◆ Given text ◆

################

Implications of this tasting for those cellaring imported wines in New Zealand this century:  
At the time these wines were imported into New Zealand,  virtually no wine came in temperature-controlled containers.  All the bordeaux without exception showed temperature stress in shipping,  in the sense the corks were at one stage wet the full length,  uniformly.  Since purchase they have enjoyed near-ideal cellaring conditions in one of New Zealand’s more equable and cooler climates.  As the notes below imply,  to greater or lesser degree the wines do re-seal,  and the top few mm of the cork may dry again.  Ullages on the Bordeaux and Rhone wines averaged 22 mm for this tasting,  ranging from a fabulous 7mm for the 54mm cork in Les Cedres,  to 29mm for the 52mm cork in Ch Margaux.  In a similar tasting in 2006,  ullage averaged 26 mm.  

In contrast,  Bordeaux and Rhone wines imported by most (but not all) New Zealand merchants these days comes in temperature-controlled containers.  Notwithstanding the inherent variability of cork,  for most bottles the average wine penetration along the cork nowadays is less than 5mm,  at point of sale in New Zealand.  This offers the marvellous opportunity for us in future decades to enjoy mature European wines in broadly similar condition to bottles that have never travelled.

################

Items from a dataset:

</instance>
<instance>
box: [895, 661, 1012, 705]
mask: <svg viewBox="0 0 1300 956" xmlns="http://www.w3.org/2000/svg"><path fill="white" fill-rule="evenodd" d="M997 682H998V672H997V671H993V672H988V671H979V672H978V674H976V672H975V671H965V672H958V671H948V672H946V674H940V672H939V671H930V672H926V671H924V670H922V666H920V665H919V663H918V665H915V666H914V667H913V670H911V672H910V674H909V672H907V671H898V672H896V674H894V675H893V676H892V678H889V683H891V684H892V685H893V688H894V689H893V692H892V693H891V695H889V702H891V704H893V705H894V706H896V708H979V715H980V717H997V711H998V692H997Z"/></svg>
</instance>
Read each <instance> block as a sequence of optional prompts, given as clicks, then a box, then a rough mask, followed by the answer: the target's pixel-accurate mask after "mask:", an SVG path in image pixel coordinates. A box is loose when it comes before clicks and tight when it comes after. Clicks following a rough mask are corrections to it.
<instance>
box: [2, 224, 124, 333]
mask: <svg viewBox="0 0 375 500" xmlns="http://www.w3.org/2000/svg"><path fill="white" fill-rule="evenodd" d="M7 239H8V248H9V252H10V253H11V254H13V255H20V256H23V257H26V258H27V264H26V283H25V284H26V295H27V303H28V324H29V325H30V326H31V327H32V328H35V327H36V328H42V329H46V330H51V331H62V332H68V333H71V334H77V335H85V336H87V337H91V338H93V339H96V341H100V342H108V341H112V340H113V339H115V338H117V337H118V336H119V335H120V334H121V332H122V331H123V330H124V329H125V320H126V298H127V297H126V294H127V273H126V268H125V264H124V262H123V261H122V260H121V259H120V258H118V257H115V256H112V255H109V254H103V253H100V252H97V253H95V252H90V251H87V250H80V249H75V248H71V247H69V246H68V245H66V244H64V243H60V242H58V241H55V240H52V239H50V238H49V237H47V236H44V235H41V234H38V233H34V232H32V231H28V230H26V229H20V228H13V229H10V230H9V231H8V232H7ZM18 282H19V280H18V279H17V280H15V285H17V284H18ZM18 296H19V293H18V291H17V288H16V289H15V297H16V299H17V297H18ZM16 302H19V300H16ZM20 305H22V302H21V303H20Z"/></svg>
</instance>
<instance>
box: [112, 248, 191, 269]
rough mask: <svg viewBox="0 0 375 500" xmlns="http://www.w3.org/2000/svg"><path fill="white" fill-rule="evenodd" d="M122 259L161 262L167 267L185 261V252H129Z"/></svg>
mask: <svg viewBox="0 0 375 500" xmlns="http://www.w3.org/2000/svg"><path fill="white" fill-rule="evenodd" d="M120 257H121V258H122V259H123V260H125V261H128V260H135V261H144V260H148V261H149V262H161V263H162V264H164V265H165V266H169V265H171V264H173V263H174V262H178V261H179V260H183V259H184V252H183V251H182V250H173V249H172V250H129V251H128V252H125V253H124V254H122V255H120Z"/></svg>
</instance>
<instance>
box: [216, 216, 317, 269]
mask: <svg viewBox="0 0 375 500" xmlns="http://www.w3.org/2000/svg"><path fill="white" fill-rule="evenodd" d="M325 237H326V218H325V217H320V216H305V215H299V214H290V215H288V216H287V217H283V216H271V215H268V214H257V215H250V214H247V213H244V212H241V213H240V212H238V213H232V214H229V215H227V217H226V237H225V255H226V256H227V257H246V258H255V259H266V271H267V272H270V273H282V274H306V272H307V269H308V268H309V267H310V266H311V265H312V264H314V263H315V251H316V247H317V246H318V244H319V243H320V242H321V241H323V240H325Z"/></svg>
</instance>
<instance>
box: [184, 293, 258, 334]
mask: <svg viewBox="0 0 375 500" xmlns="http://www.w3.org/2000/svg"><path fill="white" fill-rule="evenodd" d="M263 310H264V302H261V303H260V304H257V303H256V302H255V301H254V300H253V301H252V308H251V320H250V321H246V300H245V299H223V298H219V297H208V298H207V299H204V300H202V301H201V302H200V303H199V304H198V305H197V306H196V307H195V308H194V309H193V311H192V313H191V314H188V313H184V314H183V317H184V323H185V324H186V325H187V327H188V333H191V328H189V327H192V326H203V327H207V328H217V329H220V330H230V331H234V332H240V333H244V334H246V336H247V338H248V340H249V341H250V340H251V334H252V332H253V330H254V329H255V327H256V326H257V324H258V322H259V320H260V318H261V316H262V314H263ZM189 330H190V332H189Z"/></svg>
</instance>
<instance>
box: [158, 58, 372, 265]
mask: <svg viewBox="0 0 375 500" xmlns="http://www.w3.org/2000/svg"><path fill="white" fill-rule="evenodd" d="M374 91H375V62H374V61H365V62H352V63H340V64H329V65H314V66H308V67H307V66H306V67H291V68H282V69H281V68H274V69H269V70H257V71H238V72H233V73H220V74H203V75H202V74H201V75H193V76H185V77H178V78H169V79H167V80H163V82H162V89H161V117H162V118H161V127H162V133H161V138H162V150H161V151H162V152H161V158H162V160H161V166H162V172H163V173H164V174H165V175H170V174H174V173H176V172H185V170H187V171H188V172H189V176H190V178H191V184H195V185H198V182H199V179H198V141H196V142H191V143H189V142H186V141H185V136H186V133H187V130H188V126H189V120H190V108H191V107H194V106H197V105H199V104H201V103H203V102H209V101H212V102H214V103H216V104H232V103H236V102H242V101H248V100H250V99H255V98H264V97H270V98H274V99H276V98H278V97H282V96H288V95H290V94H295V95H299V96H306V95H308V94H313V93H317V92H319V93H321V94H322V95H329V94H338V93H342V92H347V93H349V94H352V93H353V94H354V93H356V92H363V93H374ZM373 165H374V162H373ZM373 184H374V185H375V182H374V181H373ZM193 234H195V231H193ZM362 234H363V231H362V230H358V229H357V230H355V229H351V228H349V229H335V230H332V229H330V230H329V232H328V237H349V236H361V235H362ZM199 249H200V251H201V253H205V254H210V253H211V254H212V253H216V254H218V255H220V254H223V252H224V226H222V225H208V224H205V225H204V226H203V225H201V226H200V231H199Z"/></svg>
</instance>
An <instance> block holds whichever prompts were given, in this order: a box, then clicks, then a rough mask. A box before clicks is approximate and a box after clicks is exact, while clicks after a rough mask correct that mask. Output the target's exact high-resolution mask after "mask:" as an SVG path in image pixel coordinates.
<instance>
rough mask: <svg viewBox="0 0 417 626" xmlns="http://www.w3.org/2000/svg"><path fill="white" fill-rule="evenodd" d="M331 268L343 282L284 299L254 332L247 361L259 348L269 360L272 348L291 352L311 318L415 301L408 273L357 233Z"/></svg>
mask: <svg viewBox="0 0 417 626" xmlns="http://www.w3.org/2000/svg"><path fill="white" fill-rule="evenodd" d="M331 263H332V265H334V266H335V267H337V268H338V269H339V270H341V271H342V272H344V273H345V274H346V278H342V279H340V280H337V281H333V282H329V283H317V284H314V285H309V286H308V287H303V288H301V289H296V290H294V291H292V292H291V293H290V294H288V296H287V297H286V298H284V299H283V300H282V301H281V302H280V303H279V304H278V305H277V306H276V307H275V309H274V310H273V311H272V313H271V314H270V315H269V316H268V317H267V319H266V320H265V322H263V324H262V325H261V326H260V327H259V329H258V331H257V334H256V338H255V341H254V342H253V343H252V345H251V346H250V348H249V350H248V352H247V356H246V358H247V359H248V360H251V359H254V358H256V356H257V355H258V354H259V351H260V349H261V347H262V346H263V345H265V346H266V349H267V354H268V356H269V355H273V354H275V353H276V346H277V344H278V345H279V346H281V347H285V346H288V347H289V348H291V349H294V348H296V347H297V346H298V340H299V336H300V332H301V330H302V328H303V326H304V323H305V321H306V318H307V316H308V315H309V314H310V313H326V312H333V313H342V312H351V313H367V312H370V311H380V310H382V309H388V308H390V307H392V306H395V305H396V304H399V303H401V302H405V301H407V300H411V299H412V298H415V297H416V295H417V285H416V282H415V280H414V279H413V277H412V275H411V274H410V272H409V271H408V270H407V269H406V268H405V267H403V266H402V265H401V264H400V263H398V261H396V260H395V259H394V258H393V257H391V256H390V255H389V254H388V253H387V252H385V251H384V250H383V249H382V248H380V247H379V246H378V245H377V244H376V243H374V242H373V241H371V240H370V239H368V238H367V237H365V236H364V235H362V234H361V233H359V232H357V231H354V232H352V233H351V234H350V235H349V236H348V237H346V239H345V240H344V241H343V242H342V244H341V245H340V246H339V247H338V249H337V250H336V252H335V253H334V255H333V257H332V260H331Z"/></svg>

################

◆ Task statement ◆
Write out the full passage above about cellaring imported wines in New Zealand, reproducing every word and punctuation mark faithfully.

◆ Answer box ◆
Implications of this tasting for those cellaring imported wines in New Zealand this century:  
At the time these wines were imported into New Zealand,  virtually no wine came in temperature-controlled containers.  All the bordeaux without exception showed temperature stress in shipping,  in the sense the corks were at one stage wet the full length,  uniformly.  Since purchase they have enjoyed near-ideal cellaring conditions in one of New Zealand’s more equable and cooler climates.  As the notes below imply,  to greater or lesser degree the wines do re-seal,  and the top few mm of the cork may dry again.  Ullages on the Bordeaux and Rhone wines averaged 22 mm for this tasting,  ranging from a fabulous 7mm for the 54mm cork in Les Cedres,  to 29mm for the 52mm cork in Ch Margaux.  In a similar tasting in 2006,  ullage averaged 26 mm.  

In contrast,  Bordeaux and Rhone wines imported by most (but not all) New Zealand merchants these days comes in temperature-controlled containers.  Notwithstanding the inherent variability of cork,  for most bottles the average wine penetration along the cork nowadays is less than 5mm,  at point of sale in New Zealand.  This offers the marvellous opportunity for us in future decades to enjoy mature European wines in broadly similar condition to bottles that have never travelled.